Les organes des 6 sens

Nous venons au monde avec des visages d’anges, mignons petits nez, yeux tout ronds d’étonnement, lèvres fraîches et roses de plaisir, petites oreilles roulottées prêtes au déploiement, mains potelées et fermées sur des trésors insoupçonnés, petons jolis ménagés par le plus doux des sentiers menant à la vie.

Au fur et à mesure que les jours s’écoulent, nos sens s’étirent comme des tapis sans fin.

Tout recroquevillés sur nos corps, ces organes-antennes font leurs premiers pas. Tout recroquevillés sur nos corps, ils protègent encore pour quelques semaines, quelques mois, une sensibilité exacerbée et nue de tout jugement, tout à priori.

L’intégralité de ce que le corps du nouveau-né perçoit est vraie. En fusion totale dans le ventre maternel, il ne reconnaît pas immédiatement la scission induite par la première inspiration.

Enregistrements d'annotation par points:
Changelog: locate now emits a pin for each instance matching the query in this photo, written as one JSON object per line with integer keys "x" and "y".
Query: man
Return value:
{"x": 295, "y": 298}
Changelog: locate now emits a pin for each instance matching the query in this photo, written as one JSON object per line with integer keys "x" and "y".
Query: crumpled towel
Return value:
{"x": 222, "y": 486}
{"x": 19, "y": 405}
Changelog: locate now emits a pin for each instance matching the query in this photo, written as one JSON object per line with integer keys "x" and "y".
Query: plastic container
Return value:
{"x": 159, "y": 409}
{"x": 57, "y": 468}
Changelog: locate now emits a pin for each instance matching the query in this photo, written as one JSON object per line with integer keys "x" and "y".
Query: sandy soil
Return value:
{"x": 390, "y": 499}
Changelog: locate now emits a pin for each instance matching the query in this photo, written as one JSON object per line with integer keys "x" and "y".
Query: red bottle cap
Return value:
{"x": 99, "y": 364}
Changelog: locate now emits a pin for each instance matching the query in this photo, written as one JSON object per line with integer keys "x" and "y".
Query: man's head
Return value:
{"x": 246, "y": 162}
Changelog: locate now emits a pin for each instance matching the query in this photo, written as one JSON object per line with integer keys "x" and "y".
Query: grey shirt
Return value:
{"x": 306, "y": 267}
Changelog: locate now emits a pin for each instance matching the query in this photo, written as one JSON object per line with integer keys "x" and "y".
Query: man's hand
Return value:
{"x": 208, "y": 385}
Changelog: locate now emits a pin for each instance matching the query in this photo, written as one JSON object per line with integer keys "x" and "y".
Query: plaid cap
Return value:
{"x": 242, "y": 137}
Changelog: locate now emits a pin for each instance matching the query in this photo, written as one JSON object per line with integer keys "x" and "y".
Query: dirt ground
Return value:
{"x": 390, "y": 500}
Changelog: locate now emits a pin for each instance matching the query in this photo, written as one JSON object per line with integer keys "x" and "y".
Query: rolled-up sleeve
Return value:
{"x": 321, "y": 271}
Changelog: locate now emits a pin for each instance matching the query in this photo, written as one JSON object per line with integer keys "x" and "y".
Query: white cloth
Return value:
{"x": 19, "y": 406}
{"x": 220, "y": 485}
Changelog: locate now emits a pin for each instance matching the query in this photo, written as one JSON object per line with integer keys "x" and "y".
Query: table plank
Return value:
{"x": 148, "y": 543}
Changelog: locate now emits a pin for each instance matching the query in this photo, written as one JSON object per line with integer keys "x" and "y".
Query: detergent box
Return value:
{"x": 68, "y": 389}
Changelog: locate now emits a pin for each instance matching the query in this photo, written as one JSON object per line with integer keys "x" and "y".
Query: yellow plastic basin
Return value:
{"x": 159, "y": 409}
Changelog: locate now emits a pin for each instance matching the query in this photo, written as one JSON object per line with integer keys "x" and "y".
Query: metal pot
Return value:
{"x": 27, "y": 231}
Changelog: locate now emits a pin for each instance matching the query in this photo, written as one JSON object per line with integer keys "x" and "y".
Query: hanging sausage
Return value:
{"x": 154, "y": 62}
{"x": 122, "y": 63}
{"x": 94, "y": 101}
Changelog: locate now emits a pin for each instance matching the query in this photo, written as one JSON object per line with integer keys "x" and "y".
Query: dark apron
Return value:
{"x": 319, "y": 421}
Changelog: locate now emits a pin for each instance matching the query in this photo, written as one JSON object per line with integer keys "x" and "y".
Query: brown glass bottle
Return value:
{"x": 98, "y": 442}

PROBLÈME À RÉSOUDRE: Indiquez à quoi le texte sur les organes des sens compare nos sens au fur et à mesure que les jours s'écoulent.

RÉSULTAT ATTENDU: Nos sens s'étirent comme des tapis sans fin.